[Collected data]
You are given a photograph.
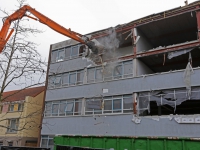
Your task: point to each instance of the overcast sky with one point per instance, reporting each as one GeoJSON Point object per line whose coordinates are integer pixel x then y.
{"type": "Point", "coordinates": [85, 16]}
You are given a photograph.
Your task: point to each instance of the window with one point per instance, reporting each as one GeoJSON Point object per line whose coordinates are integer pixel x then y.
{"type": "Point", "coordinates": [117, 73]}
{"type": "Point", "coordinates": [10, 143]}
{"type": "Point", "coordinates": [63, 108]}
{"type": "Point", "coordinates": [99, 105]}
{"type": "Point", "coordinates": [61, 54]}
{"type": "Point", "coordinates": [67, 53]}
{"type": "Point", "coordinates": [113, 105]}
{"type": "Point", "coordinates": [93, 106]}
{"type": "Point", "coordinates": [51, 81]}
{"type": "Point", "coordinates": [170, 101]}
{"type": "Point", "coordinates": [90, 75]}
{"type": "Point", "coordinates": [57, 81]}
{"type": "Point", "coordinates": [75, 51]}
{"type": "Point", "coordinates": [69, 108]}
{"type": "Point", "coordinates": [47, 141]}
{"type": "Point", "coordinates": [72, 78]}
{"type": "Point", "coordinates": [118, 104]}
{"type": "Point", "coordinates": [65, 79]}
{"type": "Point", "coordinates": [20, 107]}
{"type": "Point", "coordinates": [1, 108]}
{"type": "Point", "coordinates": [78, 106]}
{"type": "Point", "coordinates": [55, 108]}
{"type": "Point", "coordinates": [48, 109]}
{"type": "Point", "coordinates": [80, 75]}
{"type": "Point", "coordinates": [99, 74]}
{"type": "Point", "coordinates": [128, 69]}
{"type": "Point", "coordinates": [11, 107]}
{"type": "Point", "coordinates": [53, 56]}
{"type": "Point", "coordinates": [128, 103]}
{"type": "Point", "coordinates": [13, 125]}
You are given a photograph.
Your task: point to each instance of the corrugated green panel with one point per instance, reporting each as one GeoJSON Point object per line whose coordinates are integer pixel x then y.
{"type": "Point", "coordinates": [192, 145]}
{"type": "Point", "coordinates": [127, 143]}
{"type": "Point", "coordinates": [156, 144]}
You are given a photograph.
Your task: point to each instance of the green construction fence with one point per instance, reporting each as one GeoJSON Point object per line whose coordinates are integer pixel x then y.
{"type": "Point", "coordinates": [66, 142]}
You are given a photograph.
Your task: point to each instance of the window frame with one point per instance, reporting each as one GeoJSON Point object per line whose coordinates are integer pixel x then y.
{"type": "Point", "coordinates": [11, 130]}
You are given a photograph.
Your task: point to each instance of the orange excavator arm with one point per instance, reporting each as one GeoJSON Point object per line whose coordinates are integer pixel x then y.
{"type": "Point", "coordinates": [4, 35]}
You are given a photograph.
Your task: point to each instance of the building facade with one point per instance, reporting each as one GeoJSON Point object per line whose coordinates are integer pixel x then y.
{"type": "Point", "coordinates": [21, 112]}
{"type": "Point", "coordinates": [145, 82]}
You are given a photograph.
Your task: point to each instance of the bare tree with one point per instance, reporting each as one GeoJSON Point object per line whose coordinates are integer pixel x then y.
{"type": "Point", "coordinates": [21, 66]}
{"type": "Point", "coordinates": [20, 63]}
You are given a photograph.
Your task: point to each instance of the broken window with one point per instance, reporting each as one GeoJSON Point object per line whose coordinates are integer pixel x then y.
{"type": "Point", "coordinates": [91, 75]}
{"type": "Point", "coordinates": [108, 72]}
{"type": "Point", "coordinates": [117, 73]}
{"type": "Point", "coordinates": [80, 75]}
{"type": "Point", "coordinates": [93, 106]}
{"type": "Point", "coordinates": [67, 53]}
{"type": "Point", "coordinates": [72, 78]}
{"type": "Point", "coordinates": [61, 55]}
{"type": "Point", "coordinates": [165, 102]}
{"type": "Point", "coordinates": [78, 106]}
{"type": "Point", "coordinates": [53, 56]}
{"type": "Point", "coordinates": [65, 79]}
{"type": "Point", "coordinates": [75, 51]}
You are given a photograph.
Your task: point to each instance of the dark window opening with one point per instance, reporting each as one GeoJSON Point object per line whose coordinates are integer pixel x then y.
{"type": "Point", "coordinates": [189, 107]}
{"type": "Point", "coordinates": [161, 62]}
{"type": "Point", "coordinates": [166, 32]}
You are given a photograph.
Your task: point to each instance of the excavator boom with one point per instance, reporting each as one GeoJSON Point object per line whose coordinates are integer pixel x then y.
{"type": "Point", "coordinates": [4, 35]}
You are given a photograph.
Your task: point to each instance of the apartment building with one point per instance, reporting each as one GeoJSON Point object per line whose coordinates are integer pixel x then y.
{"type": "Point", "coordinates": [144, 83]}
{"type": "Point", "coordinates": [21, 112]}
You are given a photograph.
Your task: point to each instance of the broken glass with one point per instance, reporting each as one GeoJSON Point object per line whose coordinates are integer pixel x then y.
{"type": "Point", "coordinates": [117, 73]}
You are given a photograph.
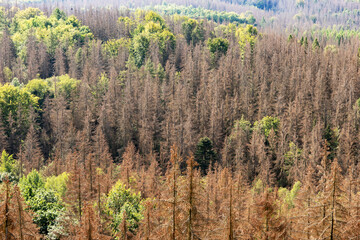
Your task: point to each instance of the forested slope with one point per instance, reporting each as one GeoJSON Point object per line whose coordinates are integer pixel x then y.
{"type": "Point", "coordinates": [130, 124]}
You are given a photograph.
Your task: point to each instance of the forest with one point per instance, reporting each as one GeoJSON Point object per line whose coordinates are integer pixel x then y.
{"type": "Point", "coordinates": [212, 119]}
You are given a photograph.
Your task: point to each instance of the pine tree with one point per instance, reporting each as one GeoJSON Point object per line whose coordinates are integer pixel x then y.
{"type": "Point", "coordinates": [15, 222]}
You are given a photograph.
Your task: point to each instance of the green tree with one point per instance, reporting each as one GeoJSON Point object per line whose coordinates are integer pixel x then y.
{"type": "Point", "coordinates": [30, 184]}
{"type": "Point", "coordinates": [218, 45]}
{"type": "Point", "coordinates": [193, 31]}
{"type": "Point", "coordinates": [39, 88]}
{"type": "Point", "coordinates": [45, 203]}
{"type": "Point", "coordinates": [15, 106]}
{"type": "Point", "coordinates": [205, 154]}
{"type": "Point", "coordinates": [121, 202]}
{"type": "Point", "coordinates": [46, 207]}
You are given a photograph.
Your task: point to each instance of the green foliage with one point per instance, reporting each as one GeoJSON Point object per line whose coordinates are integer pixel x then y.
{"type": "Point", "coordinates": [198, 12]}
{"type": "Point", "coordinates": [57, 30]}
{"type": "Point", "coordinates": [267, 124]}
{"type": "Point", "coordinates": [30, 184]}
{"type": "Point", "coordinates": [151, 29]}
{"type": "Point", "coordinates": [47, 207]}
{"type": "Point", "coordinates": [16, 102]}
{"type": "Point", "coordinates": [44, 202]}
{"type": "Point", "coordinates": [57, 184]}
{"type": "Point", "coordinates": [258, 187]}
{"type": "Point", "coordinates": [121, 202]}
{"type": "Point", "coordinates": [9, 168]}
{"type": "Point", "coordinates": [113, 46]}
{"type": "Point", "coordinates": [193, 31]}
{"type": "Point", "coordinates": [246, 35]}
{"type": "Point", "coordinates": [2, 19]}
{"type": "Point", "coordinates": [218, 45]}
{"type": "Point", "coordinates": [39, 88]}
{"type": "Point", "coordinates": [205, 154]}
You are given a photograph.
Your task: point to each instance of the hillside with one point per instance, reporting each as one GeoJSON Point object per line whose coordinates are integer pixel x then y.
{"type": "Point", "coordinates": [179, 120]}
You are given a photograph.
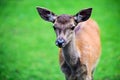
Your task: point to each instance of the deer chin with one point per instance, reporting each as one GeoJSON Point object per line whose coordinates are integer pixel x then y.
{"type": "Point", "coordinates": [61, 45]}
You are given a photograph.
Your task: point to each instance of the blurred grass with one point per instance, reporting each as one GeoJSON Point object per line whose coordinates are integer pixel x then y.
{"type": "Point", "coordinates": [27, 49]}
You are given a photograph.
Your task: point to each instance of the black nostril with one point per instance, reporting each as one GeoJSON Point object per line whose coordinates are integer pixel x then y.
{"type": "Point", "coordinates": [59, 42]}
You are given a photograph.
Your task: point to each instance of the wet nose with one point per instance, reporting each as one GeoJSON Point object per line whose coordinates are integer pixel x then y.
{"type": "Point", "coordinates": [60, 42]}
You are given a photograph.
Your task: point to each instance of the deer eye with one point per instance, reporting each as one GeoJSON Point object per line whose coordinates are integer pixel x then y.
{"type": "Point", "coordinates": [72, 28]}
{"type": "Point", "coordinates": [54, 27]}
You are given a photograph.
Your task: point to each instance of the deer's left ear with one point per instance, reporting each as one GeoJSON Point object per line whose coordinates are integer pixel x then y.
{"type": "Point", "coordinates": [83, 15]}
{"type": "Point", "coordinates": [46, 14]}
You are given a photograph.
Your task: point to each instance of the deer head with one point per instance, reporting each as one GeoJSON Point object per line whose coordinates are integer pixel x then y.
{"type": "Point", "coordinates": [64, 25]}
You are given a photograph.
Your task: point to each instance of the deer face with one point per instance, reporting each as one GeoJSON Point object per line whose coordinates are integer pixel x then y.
{"type": "Point", "coordinates": [64, 25]}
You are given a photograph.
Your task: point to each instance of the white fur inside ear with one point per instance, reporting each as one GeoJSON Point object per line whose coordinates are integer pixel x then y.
{"type": "Point", "coordinates": [78, 18]}
{"type": "Point", "coordinates": [51, 17]}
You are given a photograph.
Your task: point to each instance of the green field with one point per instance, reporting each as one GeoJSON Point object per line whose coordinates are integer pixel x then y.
{"type": "Point", "coordinates": [27, 43]}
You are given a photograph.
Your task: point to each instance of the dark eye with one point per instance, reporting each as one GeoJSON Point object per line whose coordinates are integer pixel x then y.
{"type": "Point", "coordinates": [72, 28]}
{"type": "Point", "coordinates": [54, 27]}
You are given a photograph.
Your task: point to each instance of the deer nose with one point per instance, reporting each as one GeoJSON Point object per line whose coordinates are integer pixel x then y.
{"type": "Point", "coordinates": [60, 42]}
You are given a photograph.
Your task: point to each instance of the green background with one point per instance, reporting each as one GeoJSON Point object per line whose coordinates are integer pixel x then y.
{"type": "Point", "coordinates": [27, 43]}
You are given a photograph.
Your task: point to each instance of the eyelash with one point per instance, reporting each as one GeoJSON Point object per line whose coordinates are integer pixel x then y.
{"type": "Point", "coordinates": [72, 28]}
{"type": "Point", "coordinates": [54, 28]}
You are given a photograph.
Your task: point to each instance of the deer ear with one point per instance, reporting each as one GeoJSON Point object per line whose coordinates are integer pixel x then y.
{"type": "Point", "coordinates": [46, 14]}
{"type": "Point", "coordinates": [83, 15]}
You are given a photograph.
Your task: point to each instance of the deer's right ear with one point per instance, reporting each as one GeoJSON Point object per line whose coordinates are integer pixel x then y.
{"type": "Point", "coordinates": [46, 14]}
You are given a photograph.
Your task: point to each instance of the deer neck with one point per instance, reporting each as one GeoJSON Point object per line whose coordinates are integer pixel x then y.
{"type": "Point", "coordinates": [70, 52]}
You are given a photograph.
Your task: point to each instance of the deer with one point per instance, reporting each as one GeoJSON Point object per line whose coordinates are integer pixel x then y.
{"type": "Point", "coordinates": [78, 40]}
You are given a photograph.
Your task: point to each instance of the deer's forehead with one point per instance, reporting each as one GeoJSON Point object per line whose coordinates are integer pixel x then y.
{"type": "Point", "coordinates": [64, 20]}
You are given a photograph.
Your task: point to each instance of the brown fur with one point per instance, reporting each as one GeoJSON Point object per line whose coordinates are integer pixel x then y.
{"type": "Point", "coordinates": [88, 42]}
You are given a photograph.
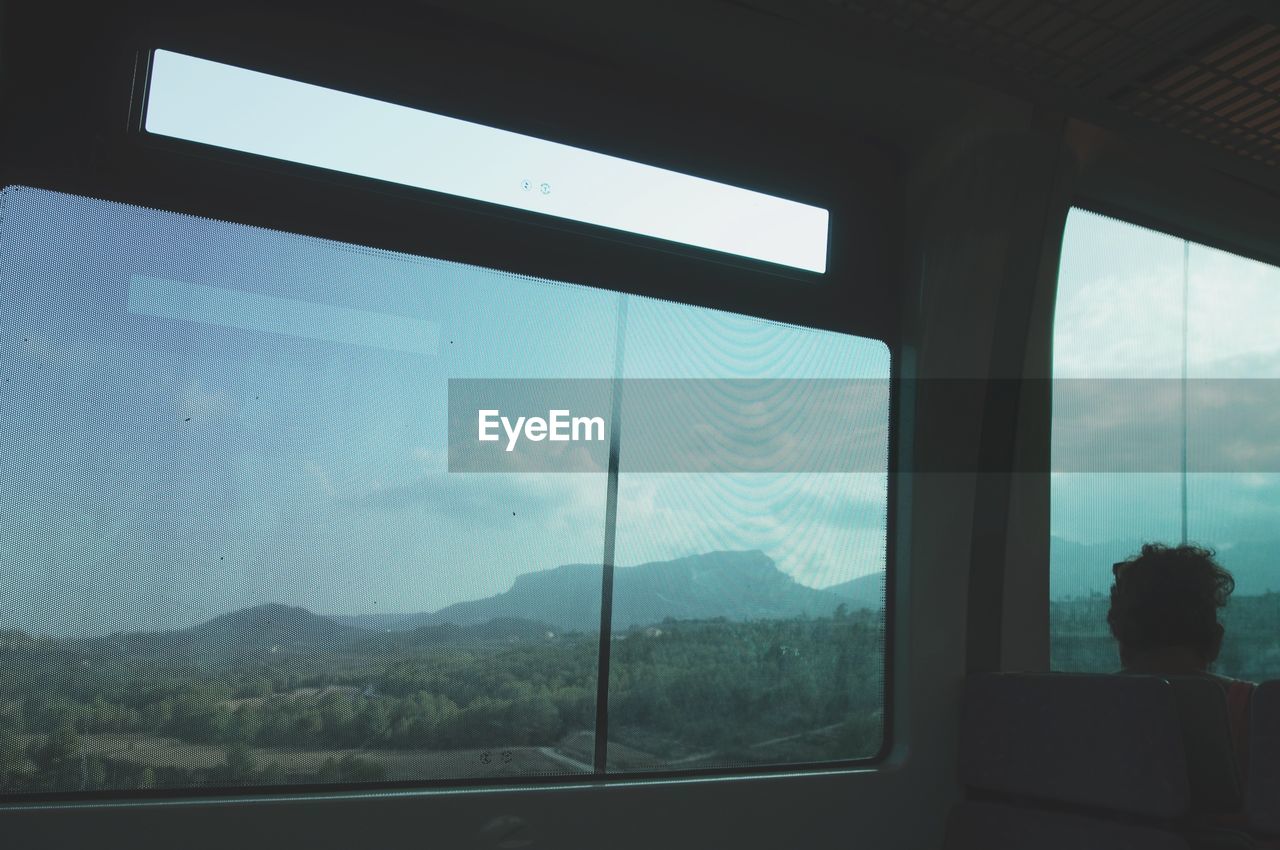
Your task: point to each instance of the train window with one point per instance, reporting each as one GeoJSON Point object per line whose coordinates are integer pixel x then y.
{"type": "Point", "coordinates": [785, 659]}
{"type": "Point", "coordinates": [237, 554]}
{"type": "Point", "coordinates": [243, 110]}
{"type": "Point", "coordinates": [1164, 405]}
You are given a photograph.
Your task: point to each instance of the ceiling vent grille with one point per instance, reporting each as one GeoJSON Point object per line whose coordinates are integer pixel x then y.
{"type": "Point", "coordinates": [1196, 67]}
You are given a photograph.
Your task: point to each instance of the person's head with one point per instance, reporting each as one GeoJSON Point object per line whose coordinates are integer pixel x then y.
{"type": "Point", "coordinates": [1164, 606]}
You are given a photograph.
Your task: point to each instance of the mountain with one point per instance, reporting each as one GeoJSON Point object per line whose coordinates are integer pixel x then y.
{"type": "Point", "coordinates": [735, 585]}
{"type": "Point", "coordinates": [863, 592]}
{"type": "Point", "coordinates": [273, 625]}
{"type": "Point", "coordinates": [260, 630]}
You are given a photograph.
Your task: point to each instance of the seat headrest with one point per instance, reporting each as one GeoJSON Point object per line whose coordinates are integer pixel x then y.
{"type": "Point", "coordinates": [1211, 768]}
{"type": "Point", "coordinates": [1264, 786]}
{"type": "Point", "coordinates": [1112, 743]}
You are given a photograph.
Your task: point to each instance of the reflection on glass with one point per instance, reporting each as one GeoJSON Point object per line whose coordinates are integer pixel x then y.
{"type": "Point", "coordinates": [233, 554]}
{"type": "Point", "coordinates": [1138, 304]}
{"type": "Point", "coordinates": [766, 644]}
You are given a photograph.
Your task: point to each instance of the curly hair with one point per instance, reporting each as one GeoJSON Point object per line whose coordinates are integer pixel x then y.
{"type": "Point", "coordinates": [1169, 597]}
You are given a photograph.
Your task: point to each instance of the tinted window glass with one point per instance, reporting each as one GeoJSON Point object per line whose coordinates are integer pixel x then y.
{"type": "Point", "coordinates": [1185, 333]}
{"type": "Point", "coordinates": [237, 556]}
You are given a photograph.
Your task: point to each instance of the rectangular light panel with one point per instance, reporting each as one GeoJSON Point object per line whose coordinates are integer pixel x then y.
{"type": "Point", "coordinates": [245, 110]}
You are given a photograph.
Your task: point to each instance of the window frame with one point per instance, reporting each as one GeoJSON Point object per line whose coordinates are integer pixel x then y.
{"type": "Point", "coordinates": [222, 181]}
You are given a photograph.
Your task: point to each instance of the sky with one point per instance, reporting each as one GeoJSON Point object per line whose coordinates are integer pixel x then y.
{"type": "Point", "coordinates": [1119, 314]}
{"type": "Point", "coordinates": [205, 416]}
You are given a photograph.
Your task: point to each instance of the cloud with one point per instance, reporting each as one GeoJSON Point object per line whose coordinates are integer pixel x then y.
{"type": "Point", "coordinates": [202, 405]}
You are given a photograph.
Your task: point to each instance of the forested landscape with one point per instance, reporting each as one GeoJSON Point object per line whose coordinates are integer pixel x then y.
{"type": "Point", "coordinates": [275, 694]}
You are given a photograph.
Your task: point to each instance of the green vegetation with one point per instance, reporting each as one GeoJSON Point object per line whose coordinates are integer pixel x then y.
{"type": "Point", "coordinates": [87, 716]}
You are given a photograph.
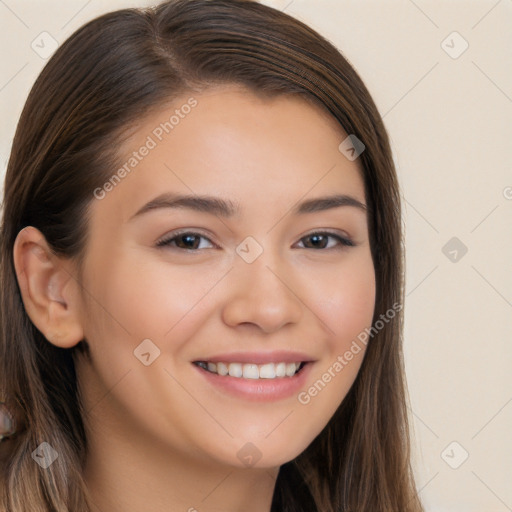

▸ Exercise instructions
Identify every line in the entries above that contains the word "nose", treating uppercase and lowercase as different, and copy each of those lines.

▸ Full output
Your task: point to each instance of the wet nose with one point per instance, reporting each as one GeoJSON Point object per line whose coordinates are integer pixel x then y.
Your task: point to each instance of the deer nose with one point per instance, reporting each as one GeoJSON Point object per line whose coordinates are integer pixel x then y.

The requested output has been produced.